▶ _Data extract_:
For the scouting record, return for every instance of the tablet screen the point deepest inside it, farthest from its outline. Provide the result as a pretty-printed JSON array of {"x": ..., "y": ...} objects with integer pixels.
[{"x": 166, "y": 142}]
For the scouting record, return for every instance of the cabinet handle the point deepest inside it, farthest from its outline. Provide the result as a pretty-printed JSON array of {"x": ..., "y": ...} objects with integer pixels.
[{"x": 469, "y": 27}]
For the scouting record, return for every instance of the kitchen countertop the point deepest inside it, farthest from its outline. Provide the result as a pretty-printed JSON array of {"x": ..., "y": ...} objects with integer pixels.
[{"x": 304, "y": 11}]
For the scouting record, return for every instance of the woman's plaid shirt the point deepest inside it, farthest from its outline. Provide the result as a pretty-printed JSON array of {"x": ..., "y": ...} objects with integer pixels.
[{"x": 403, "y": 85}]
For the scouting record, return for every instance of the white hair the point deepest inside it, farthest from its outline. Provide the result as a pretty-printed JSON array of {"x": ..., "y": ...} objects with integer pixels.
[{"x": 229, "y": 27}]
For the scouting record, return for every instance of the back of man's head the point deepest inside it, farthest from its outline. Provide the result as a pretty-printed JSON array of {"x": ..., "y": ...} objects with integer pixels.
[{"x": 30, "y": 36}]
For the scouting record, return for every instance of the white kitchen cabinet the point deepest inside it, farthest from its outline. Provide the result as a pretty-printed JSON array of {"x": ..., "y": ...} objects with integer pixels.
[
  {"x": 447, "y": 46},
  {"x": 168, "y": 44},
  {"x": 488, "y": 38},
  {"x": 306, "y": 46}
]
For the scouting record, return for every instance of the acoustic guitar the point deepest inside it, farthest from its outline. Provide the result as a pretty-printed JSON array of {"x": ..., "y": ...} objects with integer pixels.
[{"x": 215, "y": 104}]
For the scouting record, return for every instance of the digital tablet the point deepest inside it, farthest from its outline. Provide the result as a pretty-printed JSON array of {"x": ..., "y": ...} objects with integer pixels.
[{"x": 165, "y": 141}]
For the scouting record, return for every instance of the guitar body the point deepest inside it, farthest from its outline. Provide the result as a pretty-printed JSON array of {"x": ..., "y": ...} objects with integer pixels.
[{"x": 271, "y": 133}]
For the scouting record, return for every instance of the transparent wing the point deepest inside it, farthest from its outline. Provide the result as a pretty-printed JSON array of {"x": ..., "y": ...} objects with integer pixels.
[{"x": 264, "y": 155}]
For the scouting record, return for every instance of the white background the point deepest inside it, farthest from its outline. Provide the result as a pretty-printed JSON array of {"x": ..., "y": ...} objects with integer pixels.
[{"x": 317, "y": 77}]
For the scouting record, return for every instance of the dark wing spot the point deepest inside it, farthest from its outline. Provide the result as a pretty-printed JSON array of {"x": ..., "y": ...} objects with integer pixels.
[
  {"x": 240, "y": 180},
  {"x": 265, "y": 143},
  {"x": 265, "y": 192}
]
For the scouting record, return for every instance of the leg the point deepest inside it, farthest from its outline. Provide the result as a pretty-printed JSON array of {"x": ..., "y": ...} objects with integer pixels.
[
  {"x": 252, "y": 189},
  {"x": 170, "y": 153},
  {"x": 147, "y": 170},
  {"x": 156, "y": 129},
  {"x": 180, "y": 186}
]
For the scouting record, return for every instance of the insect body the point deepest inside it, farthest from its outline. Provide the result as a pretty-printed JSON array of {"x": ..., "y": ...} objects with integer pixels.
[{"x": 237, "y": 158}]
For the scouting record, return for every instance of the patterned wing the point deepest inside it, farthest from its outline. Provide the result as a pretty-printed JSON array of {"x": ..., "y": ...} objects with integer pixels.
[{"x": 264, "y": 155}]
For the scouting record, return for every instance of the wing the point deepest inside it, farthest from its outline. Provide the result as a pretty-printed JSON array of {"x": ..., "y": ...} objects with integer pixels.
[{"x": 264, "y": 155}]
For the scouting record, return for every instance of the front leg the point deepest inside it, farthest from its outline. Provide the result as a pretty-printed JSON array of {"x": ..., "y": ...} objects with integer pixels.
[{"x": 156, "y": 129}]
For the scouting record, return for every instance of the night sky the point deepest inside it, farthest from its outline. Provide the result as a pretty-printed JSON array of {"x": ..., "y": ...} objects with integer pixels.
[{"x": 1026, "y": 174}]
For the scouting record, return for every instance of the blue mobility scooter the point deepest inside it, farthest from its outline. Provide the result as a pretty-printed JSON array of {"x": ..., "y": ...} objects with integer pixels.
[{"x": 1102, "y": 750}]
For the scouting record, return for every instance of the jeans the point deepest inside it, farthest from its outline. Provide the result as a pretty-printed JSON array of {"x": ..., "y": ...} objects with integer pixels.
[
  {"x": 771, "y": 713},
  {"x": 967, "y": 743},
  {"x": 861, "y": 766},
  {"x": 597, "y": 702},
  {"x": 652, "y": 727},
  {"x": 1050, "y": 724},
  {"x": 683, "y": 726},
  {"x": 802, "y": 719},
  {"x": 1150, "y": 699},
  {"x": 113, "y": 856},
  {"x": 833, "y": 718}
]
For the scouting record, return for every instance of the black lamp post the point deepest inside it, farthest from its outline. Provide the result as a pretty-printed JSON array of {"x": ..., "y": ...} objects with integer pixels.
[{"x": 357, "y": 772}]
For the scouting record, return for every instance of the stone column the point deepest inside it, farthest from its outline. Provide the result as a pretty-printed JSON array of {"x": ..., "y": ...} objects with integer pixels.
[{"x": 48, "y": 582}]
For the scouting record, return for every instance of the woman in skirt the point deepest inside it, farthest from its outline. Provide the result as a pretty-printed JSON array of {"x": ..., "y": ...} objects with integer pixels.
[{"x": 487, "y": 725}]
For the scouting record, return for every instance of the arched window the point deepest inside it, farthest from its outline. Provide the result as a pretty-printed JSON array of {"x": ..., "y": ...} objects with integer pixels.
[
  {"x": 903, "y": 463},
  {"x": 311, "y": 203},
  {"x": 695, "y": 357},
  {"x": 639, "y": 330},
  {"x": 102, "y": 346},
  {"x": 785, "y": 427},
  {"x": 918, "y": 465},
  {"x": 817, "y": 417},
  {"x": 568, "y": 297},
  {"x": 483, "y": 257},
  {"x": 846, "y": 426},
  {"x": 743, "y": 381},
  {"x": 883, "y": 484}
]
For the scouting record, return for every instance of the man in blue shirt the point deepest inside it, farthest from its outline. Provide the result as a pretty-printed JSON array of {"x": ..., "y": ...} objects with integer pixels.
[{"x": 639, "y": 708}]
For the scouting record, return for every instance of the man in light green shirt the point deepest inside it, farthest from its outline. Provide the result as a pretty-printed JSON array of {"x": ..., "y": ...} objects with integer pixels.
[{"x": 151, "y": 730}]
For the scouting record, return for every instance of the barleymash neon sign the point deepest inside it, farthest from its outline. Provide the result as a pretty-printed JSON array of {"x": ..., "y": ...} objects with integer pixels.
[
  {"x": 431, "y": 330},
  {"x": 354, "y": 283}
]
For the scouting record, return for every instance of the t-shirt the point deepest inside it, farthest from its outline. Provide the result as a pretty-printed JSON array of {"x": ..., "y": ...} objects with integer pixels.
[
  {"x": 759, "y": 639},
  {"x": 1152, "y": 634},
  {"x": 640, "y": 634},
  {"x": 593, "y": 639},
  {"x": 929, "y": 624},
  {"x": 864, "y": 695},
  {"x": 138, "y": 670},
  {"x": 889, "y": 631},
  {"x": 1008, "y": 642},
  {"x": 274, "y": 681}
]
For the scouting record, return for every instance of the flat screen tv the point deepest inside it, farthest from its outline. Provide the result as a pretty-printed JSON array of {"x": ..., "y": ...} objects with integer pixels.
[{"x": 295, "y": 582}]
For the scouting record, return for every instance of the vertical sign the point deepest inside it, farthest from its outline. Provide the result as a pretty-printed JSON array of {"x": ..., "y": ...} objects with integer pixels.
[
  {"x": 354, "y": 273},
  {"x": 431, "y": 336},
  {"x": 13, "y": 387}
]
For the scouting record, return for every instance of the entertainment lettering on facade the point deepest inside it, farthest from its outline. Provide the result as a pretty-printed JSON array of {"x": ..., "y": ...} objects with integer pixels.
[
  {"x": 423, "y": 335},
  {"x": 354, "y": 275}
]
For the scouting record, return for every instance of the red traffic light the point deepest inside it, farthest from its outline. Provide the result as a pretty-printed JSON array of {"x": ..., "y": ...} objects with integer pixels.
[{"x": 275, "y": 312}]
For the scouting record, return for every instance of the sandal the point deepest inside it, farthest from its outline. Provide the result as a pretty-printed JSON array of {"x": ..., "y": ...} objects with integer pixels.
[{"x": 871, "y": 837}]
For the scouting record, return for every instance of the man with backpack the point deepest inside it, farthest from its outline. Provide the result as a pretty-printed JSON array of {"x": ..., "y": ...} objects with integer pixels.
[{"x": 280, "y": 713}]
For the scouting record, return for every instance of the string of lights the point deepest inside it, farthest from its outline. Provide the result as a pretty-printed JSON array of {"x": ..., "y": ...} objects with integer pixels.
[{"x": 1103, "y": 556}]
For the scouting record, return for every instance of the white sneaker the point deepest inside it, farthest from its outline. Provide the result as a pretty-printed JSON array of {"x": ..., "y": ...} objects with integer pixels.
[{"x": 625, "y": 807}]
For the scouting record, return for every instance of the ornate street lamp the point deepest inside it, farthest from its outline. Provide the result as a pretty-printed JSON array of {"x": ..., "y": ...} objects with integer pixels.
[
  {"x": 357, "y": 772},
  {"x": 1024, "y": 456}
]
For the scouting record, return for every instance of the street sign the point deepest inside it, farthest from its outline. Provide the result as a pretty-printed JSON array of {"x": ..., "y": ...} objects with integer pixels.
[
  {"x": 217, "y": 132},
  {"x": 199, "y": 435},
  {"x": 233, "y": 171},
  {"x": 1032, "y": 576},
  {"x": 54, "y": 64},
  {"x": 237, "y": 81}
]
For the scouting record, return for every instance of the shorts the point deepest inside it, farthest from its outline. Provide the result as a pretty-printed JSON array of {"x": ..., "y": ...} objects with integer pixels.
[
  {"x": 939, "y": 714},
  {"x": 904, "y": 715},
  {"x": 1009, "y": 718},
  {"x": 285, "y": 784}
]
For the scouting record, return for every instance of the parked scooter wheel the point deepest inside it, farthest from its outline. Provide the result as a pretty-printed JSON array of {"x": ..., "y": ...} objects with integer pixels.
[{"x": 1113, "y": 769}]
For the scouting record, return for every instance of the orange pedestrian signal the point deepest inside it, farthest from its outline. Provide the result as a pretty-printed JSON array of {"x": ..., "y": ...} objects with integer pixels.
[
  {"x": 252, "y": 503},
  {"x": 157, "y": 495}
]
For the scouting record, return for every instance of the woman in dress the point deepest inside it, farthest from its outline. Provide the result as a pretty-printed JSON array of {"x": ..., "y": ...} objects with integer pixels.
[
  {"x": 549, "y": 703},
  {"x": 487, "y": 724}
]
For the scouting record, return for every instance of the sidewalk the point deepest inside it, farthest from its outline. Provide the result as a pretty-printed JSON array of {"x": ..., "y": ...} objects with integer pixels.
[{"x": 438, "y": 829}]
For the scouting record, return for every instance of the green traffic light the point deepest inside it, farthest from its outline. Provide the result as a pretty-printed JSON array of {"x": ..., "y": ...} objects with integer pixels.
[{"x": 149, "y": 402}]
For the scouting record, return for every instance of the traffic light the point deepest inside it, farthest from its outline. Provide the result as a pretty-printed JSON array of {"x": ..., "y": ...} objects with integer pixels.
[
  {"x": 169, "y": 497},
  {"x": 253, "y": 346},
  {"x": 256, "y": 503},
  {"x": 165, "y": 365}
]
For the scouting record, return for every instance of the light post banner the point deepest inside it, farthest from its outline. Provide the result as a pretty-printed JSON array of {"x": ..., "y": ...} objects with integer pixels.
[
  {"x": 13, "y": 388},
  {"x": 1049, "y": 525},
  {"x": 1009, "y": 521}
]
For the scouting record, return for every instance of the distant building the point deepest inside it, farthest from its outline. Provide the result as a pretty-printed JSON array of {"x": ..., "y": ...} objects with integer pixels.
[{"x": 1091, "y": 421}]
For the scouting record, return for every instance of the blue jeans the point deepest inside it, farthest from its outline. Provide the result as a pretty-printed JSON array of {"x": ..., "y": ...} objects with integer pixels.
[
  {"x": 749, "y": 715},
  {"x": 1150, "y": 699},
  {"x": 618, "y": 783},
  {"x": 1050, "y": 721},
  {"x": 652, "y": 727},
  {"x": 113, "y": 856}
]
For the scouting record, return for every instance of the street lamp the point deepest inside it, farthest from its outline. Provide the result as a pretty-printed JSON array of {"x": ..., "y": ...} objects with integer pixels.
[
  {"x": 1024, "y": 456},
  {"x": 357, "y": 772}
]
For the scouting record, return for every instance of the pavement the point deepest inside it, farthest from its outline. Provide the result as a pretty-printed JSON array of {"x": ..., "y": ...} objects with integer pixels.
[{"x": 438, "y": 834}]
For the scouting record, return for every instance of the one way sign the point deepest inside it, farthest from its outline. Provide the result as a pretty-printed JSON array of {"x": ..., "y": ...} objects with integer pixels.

▶ _Written problem_: From the line containing "of the pavement" through the final line of the listing above, retype every line exactly; leave out everything else.

▶ _Solution_:
For the scouting record, return for every instance of the pavement the point deepest inside it, farthest from its outline. Provide the result as a pretty-printed JSON array of {"x": ..., "y": ...} objects with integer pixels.
[{"x": 438, "y": 834}]
For the scouting record, return for every instance of the one way sign the point deepest inside it, farthest from its outline. Provide the result as a pretty-printed JSON array of {"x": ..., "y": ...} objects with integer pixels.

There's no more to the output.